## What you need to do
Find every line in the items below that contains the word "collar" and copy each of those lines.
============
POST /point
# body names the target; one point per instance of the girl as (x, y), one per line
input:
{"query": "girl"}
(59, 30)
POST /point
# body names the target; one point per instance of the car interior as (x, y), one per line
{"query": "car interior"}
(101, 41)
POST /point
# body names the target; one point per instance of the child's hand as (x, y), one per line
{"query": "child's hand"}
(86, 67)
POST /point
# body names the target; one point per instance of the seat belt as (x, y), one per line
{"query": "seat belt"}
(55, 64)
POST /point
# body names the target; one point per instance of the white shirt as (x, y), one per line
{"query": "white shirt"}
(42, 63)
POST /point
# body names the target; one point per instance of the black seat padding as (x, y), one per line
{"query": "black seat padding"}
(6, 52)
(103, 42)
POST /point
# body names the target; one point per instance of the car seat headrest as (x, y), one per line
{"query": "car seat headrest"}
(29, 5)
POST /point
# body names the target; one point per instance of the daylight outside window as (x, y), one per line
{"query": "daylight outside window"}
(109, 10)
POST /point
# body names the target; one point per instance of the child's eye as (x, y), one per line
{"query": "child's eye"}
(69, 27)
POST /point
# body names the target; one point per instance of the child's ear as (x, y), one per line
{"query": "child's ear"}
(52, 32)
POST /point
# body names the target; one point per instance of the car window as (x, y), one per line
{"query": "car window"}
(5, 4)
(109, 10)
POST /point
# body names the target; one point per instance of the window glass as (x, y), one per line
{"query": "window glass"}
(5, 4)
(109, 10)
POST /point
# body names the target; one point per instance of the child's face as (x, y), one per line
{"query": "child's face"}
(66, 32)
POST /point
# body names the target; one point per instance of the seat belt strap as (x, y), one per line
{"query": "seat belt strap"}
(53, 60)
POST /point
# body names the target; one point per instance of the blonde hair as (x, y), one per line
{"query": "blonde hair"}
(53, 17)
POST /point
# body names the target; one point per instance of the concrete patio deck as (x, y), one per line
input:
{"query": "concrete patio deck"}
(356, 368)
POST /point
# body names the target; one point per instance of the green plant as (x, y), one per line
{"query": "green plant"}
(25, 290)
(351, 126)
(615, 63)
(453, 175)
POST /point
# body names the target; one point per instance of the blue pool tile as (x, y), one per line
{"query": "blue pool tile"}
============
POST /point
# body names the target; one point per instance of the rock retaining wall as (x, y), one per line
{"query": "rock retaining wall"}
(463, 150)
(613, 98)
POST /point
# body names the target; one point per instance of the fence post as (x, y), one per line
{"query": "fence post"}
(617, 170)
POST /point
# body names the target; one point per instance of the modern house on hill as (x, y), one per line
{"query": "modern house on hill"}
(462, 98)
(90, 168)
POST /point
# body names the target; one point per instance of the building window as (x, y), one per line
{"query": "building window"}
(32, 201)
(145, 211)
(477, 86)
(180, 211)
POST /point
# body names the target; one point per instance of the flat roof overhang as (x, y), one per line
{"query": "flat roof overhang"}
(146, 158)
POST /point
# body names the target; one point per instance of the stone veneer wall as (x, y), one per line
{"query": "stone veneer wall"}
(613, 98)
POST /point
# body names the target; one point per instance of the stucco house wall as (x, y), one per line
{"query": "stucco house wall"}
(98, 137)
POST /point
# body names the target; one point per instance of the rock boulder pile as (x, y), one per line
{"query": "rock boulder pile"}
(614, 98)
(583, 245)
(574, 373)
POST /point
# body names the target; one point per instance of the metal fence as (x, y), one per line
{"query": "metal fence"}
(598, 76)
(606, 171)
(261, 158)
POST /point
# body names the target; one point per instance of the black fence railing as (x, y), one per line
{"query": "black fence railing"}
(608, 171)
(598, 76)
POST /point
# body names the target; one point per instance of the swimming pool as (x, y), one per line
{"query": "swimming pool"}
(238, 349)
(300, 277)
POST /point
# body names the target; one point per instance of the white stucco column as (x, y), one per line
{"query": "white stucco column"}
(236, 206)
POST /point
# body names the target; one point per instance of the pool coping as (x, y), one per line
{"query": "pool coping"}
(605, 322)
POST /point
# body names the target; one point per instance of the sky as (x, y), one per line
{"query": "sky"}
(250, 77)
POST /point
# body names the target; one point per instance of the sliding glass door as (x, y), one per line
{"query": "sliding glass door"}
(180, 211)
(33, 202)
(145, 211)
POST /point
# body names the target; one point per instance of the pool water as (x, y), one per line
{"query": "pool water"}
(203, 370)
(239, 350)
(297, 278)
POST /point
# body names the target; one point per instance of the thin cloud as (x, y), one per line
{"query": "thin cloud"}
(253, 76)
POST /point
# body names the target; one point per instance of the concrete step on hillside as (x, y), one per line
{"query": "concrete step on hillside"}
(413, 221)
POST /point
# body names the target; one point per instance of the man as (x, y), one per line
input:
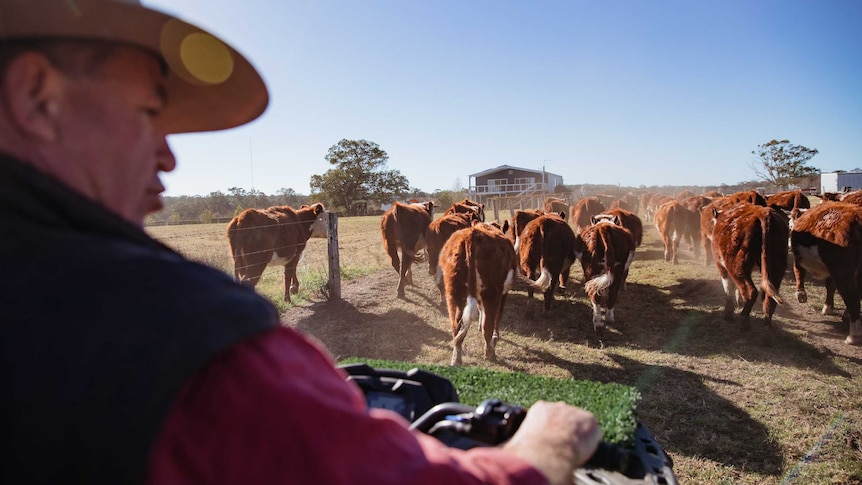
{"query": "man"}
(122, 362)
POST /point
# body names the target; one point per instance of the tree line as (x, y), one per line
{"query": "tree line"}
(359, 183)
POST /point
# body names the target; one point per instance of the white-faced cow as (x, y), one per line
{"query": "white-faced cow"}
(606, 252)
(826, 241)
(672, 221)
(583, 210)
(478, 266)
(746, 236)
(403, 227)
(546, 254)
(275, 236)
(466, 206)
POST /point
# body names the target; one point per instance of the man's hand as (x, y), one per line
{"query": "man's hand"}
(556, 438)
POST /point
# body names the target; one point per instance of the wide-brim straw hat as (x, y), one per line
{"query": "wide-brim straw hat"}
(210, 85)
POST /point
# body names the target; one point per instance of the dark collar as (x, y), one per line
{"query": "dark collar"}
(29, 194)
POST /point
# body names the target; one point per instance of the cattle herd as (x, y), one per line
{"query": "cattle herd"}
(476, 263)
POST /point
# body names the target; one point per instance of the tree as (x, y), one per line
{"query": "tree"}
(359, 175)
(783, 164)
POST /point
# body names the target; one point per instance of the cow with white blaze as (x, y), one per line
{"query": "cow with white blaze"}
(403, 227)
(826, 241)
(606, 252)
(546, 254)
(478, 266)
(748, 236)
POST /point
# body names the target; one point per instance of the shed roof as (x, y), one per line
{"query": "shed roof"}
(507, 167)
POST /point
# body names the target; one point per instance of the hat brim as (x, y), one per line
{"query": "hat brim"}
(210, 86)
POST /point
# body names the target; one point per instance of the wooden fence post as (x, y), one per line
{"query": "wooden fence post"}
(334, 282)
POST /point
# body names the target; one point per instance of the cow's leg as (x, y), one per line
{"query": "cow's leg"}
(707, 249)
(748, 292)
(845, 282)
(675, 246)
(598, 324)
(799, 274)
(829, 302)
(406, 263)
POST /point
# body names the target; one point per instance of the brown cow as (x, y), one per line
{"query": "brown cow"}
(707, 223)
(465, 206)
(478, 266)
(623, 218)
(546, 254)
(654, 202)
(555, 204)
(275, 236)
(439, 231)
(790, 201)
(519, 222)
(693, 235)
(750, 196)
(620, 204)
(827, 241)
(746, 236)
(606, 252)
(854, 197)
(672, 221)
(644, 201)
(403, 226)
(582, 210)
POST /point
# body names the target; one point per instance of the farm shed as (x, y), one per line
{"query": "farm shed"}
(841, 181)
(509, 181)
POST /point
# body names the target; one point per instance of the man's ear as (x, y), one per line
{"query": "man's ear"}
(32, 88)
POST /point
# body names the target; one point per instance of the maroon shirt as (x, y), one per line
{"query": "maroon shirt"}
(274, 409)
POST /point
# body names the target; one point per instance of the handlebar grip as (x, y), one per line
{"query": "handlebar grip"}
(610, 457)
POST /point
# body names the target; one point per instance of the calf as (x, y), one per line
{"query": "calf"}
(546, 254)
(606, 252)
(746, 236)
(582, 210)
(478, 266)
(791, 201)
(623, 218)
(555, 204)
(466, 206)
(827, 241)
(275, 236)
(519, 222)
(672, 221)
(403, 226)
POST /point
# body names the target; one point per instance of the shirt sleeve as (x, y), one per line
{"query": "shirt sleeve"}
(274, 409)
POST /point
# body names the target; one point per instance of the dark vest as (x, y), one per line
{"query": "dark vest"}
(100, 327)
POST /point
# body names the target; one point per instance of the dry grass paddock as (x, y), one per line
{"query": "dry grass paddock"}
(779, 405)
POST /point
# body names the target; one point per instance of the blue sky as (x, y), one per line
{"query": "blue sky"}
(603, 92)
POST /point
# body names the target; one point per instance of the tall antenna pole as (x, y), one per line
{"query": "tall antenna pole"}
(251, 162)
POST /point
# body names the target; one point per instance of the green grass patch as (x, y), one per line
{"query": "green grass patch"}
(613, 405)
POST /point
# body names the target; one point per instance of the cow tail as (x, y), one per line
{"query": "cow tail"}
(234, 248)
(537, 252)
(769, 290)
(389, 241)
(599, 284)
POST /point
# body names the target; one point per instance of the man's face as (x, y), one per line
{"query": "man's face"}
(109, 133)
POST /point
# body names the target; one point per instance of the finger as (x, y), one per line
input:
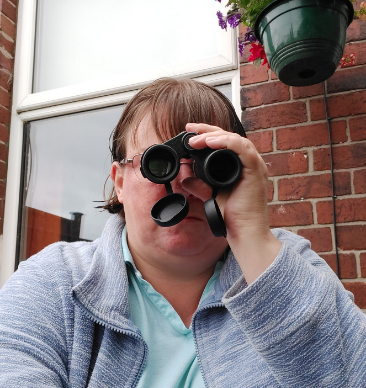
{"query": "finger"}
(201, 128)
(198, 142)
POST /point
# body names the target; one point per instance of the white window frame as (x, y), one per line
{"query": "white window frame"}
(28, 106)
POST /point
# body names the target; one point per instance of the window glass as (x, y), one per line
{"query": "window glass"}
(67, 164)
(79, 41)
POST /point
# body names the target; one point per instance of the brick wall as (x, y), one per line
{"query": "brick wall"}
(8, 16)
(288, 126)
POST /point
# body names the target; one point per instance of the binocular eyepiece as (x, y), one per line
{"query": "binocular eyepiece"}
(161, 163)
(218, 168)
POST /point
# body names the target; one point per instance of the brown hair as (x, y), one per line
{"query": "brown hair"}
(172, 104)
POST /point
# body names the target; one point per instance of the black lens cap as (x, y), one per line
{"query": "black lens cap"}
============
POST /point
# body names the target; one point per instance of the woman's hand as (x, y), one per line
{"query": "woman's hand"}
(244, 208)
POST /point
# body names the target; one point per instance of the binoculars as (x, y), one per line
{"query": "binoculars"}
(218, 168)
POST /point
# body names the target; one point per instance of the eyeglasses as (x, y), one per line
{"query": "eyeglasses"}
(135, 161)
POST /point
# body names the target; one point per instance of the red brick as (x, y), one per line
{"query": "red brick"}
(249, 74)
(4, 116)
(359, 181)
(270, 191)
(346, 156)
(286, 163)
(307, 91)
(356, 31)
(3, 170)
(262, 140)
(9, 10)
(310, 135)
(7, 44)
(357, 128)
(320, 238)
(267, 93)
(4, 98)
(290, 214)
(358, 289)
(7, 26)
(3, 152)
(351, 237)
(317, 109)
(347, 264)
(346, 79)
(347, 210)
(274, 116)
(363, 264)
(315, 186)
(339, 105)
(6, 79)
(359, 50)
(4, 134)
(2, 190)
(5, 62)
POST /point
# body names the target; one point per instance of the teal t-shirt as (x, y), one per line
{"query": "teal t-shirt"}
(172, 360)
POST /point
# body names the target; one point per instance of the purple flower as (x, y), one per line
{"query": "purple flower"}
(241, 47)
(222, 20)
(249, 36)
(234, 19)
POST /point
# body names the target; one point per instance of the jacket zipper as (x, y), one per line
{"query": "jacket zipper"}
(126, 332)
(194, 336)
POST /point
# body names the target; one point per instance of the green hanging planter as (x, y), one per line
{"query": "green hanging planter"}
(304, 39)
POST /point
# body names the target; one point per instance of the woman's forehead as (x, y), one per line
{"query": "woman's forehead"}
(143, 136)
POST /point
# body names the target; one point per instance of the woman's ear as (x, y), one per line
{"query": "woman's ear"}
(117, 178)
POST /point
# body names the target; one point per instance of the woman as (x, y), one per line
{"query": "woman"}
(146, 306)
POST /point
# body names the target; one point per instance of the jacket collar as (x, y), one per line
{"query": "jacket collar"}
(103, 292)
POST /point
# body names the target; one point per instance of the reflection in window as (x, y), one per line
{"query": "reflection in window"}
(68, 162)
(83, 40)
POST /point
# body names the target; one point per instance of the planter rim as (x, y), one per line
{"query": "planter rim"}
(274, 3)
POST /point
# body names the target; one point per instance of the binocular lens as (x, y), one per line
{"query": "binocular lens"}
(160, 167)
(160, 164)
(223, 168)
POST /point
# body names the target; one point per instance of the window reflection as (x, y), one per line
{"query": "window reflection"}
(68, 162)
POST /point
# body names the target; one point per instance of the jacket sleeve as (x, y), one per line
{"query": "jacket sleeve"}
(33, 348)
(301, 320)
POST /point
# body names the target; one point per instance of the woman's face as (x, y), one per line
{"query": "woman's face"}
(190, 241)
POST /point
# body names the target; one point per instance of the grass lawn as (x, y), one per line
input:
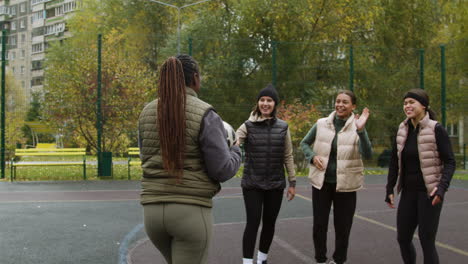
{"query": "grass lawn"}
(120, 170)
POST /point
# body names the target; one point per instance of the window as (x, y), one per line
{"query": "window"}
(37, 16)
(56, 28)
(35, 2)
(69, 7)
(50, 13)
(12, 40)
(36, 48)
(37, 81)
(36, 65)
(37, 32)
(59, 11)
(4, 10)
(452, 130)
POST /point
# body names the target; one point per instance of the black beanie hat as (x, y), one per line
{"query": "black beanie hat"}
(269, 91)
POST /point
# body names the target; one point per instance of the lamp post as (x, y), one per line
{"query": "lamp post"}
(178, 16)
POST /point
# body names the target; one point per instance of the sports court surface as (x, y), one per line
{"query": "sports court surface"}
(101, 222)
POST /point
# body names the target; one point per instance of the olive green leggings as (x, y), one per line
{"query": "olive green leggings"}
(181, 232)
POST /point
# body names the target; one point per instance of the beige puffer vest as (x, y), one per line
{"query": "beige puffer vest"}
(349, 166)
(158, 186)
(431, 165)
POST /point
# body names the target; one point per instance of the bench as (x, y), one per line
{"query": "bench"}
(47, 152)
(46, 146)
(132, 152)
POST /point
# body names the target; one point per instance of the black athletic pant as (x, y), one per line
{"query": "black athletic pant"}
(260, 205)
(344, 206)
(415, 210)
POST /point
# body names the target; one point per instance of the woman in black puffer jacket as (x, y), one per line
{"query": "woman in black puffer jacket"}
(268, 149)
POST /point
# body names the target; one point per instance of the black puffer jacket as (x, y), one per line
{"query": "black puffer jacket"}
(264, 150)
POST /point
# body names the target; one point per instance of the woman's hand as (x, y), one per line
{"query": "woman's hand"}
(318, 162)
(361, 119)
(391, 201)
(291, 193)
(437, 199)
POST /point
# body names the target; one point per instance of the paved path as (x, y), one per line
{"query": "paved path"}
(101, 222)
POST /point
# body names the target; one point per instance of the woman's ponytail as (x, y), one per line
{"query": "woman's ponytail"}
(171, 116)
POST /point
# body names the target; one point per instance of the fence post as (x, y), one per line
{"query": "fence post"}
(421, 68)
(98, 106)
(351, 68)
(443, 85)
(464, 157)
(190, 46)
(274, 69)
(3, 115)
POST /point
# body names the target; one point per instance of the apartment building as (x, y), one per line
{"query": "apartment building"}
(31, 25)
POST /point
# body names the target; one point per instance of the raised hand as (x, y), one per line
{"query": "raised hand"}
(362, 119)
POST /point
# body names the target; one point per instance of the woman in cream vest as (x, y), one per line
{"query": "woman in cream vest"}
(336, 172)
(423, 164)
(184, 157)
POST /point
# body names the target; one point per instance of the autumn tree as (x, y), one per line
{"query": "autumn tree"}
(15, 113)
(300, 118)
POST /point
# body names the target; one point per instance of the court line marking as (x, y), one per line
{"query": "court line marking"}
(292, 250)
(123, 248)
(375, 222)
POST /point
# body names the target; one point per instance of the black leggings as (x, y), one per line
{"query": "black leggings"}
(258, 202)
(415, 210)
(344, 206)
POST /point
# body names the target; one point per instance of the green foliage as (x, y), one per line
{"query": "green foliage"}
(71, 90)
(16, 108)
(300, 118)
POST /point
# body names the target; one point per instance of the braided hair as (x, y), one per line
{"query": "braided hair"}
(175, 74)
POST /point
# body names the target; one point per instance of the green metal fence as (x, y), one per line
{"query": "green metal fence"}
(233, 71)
============
## Exercise response
# body names the target; one point per instance of the dark collar as (x, y), one per line
{"query": "dark collar"}
# body names the target; one point per instance of the jacket collar as (x, y), one per line
{"query": "jacket collar"}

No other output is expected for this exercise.